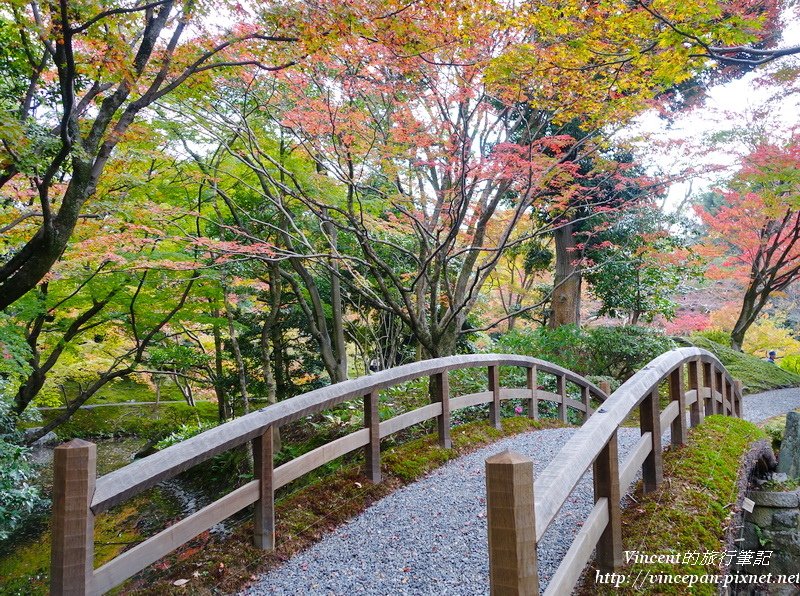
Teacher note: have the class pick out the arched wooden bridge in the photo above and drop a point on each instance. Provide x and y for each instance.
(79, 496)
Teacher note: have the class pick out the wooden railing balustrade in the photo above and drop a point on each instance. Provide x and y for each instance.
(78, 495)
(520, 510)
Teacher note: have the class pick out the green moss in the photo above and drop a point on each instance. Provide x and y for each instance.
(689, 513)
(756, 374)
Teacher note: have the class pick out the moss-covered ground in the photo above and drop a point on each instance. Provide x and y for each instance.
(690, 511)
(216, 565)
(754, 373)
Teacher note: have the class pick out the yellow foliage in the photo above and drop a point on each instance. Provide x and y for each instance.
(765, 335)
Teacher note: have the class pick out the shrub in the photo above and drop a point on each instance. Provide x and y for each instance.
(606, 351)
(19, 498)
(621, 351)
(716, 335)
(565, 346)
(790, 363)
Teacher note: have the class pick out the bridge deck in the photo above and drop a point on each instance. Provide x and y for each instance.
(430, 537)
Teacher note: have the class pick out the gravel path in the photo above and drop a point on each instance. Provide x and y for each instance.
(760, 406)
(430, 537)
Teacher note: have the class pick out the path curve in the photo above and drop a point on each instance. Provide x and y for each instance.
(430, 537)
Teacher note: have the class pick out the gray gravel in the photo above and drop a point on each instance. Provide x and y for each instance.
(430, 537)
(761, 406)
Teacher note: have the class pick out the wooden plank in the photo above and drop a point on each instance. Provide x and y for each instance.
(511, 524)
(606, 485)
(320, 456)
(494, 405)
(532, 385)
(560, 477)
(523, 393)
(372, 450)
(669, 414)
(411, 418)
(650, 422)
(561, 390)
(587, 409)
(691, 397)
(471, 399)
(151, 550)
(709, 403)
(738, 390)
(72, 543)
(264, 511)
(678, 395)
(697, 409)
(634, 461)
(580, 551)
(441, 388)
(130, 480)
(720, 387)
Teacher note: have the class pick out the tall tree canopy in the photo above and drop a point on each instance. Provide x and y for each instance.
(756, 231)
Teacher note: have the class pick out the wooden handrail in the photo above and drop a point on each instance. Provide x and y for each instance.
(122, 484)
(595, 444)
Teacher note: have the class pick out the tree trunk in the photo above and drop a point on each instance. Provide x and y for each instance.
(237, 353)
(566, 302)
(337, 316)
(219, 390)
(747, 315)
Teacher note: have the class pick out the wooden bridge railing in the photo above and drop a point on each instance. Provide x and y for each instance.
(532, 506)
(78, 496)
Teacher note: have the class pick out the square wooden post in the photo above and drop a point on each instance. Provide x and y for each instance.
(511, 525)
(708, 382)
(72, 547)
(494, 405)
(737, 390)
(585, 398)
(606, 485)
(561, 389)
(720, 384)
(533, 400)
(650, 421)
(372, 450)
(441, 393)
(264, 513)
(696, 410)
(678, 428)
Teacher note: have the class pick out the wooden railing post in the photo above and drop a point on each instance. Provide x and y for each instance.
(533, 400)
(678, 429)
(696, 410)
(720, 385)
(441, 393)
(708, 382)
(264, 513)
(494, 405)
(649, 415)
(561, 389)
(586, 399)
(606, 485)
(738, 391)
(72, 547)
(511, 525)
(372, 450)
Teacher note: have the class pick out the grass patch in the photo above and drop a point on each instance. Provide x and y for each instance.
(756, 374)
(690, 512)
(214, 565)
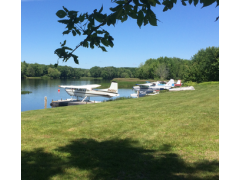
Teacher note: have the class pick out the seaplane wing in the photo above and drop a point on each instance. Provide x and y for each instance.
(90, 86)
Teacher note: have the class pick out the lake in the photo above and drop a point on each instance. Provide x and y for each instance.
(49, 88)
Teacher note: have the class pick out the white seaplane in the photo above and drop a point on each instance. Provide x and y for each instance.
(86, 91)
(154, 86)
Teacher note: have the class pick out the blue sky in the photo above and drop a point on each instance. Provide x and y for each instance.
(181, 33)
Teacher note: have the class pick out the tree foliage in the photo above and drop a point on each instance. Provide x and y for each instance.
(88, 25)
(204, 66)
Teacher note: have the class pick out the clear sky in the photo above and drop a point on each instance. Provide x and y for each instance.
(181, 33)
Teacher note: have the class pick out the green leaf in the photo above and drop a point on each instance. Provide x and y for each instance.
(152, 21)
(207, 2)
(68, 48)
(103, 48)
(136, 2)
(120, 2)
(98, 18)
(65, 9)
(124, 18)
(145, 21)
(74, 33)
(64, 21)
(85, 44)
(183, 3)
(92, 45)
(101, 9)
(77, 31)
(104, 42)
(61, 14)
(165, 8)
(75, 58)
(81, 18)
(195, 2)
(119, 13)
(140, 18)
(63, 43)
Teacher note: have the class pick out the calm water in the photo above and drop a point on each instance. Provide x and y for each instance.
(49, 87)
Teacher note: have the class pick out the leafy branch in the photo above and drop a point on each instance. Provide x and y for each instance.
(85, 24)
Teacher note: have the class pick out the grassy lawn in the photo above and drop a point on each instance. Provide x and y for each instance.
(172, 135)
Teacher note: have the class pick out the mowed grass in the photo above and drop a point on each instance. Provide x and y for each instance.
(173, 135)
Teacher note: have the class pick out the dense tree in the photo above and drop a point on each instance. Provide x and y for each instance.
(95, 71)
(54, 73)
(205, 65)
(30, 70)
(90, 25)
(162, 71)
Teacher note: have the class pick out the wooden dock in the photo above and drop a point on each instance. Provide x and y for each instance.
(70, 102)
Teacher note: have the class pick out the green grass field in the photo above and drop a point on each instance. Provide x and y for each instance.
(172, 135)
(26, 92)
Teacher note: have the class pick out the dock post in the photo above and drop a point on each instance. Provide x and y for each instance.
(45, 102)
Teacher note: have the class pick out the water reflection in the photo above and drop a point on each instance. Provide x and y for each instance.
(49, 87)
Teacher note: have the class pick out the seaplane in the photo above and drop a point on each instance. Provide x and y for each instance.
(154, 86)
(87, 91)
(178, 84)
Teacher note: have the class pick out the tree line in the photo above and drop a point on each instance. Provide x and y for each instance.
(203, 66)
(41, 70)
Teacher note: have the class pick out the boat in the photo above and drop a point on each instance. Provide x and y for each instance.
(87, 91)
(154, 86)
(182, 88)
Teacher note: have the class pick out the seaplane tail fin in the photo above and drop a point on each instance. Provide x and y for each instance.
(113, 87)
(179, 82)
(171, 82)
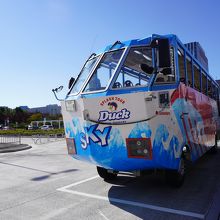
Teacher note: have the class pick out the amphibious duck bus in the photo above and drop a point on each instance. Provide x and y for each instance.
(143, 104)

::::

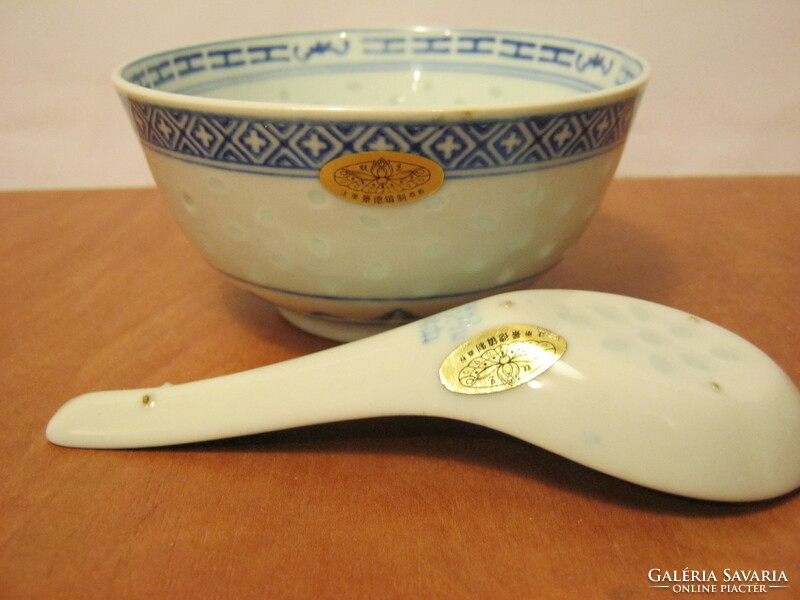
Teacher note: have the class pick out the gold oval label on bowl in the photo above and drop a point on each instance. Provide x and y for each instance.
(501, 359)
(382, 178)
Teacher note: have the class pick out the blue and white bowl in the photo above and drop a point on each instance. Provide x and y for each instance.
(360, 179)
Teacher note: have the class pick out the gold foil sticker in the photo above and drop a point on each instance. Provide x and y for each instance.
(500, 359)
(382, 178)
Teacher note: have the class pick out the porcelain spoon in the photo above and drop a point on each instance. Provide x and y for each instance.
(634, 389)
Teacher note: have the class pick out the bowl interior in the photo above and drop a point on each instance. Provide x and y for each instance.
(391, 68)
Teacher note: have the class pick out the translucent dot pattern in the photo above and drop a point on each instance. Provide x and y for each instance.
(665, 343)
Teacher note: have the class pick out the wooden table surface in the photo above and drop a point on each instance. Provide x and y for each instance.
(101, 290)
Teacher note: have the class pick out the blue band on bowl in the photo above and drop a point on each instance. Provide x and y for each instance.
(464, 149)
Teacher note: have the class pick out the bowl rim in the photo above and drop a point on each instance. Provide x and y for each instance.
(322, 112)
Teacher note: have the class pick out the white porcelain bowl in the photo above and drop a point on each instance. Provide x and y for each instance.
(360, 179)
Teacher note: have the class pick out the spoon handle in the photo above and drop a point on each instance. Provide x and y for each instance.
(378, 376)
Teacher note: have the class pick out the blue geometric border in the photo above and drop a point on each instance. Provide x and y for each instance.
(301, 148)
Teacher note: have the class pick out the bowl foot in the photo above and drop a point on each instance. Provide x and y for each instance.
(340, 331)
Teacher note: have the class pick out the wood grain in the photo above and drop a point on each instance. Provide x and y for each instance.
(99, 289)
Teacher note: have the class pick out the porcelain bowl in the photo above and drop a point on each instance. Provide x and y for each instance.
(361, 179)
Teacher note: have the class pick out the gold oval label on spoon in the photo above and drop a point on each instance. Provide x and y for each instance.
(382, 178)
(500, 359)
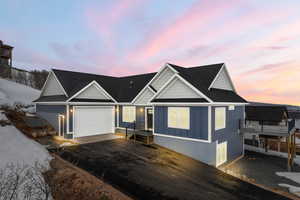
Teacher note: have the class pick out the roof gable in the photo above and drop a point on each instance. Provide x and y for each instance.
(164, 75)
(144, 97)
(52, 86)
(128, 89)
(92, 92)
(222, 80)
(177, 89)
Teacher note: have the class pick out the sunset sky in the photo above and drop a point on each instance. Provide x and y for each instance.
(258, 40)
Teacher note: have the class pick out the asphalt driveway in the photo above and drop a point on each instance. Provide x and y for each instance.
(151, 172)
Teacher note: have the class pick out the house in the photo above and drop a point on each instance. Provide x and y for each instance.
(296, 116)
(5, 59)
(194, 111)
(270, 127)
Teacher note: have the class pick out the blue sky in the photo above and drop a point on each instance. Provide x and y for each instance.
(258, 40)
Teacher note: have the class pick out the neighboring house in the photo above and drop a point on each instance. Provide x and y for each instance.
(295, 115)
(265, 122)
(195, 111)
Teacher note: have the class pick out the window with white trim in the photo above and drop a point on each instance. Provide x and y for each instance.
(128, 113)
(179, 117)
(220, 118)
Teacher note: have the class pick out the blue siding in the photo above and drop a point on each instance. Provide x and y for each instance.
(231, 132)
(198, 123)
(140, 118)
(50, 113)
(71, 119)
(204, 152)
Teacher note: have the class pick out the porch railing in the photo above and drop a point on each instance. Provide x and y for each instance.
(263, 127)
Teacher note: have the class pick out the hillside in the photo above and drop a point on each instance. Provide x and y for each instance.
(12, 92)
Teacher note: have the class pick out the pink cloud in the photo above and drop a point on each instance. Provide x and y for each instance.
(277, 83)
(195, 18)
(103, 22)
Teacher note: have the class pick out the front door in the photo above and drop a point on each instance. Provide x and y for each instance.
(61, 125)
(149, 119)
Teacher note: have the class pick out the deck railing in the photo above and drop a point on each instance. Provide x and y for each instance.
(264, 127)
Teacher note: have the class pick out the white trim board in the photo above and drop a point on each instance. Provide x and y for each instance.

::::

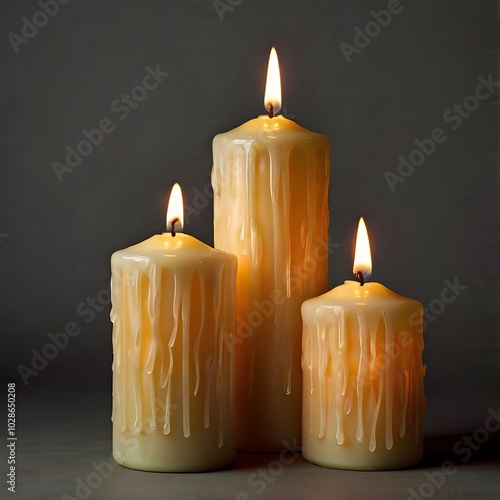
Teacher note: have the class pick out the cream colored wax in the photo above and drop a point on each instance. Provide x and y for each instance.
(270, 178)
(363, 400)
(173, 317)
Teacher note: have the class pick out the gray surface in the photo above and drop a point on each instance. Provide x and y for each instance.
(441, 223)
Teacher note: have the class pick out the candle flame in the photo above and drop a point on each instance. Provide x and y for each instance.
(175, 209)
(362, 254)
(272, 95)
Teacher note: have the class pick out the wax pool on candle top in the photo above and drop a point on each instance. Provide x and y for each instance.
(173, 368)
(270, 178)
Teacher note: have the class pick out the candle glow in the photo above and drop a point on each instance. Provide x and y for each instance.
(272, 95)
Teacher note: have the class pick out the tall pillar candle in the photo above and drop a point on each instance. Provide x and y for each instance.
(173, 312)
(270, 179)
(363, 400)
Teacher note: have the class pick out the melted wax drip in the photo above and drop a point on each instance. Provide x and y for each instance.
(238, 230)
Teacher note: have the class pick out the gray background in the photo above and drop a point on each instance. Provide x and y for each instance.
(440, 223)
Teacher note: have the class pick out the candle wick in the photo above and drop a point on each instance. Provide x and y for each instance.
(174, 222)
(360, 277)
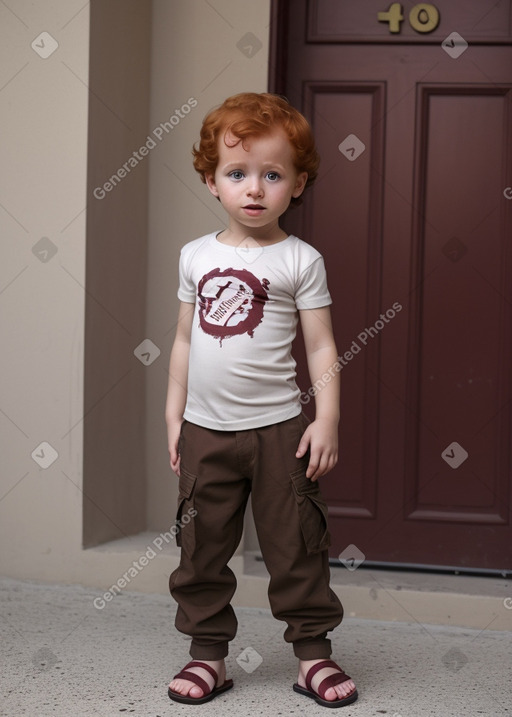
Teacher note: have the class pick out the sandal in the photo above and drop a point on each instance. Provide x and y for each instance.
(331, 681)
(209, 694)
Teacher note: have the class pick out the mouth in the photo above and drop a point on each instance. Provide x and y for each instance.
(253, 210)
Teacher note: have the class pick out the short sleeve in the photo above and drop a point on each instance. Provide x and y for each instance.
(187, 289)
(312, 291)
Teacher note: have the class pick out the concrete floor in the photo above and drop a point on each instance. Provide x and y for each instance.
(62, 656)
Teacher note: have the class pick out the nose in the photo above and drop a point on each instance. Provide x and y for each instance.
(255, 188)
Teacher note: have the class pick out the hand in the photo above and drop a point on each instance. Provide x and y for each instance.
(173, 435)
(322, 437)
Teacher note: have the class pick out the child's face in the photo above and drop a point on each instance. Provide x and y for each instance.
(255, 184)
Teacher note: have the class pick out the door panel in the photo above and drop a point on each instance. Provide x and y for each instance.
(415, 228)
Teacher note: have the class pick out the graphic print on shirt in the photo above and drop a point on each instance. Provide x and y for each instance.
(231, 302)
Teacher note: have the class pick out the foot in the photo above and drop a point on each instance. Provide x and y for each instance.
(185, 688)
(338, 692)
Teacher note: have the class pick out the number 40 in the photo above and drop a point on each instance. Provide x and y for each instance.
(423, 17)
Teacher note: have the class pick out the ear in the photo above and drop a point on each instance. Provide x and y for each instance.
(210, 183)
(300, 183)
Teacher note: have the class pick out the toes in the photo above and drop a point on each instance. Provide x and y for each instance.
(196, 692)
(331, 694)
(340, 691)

::::

(WORK ORDER)
Take from the material above the lines running from the one with "Teacher note: have the class pick out the deck" through the one with "Teacher note: have the class pick out the white trim", and repeat them exactly, with nothing else.

(WRITTEN REPLY)
Teacher note: have the class pick out the deck railing in the photo above and drop a point on each instance. Provide x and y for each instance.
(264, 127)
Teacher note: have the class pick out the white trim board in the photo above and drop a point on each instance. Provide x and y for each instance.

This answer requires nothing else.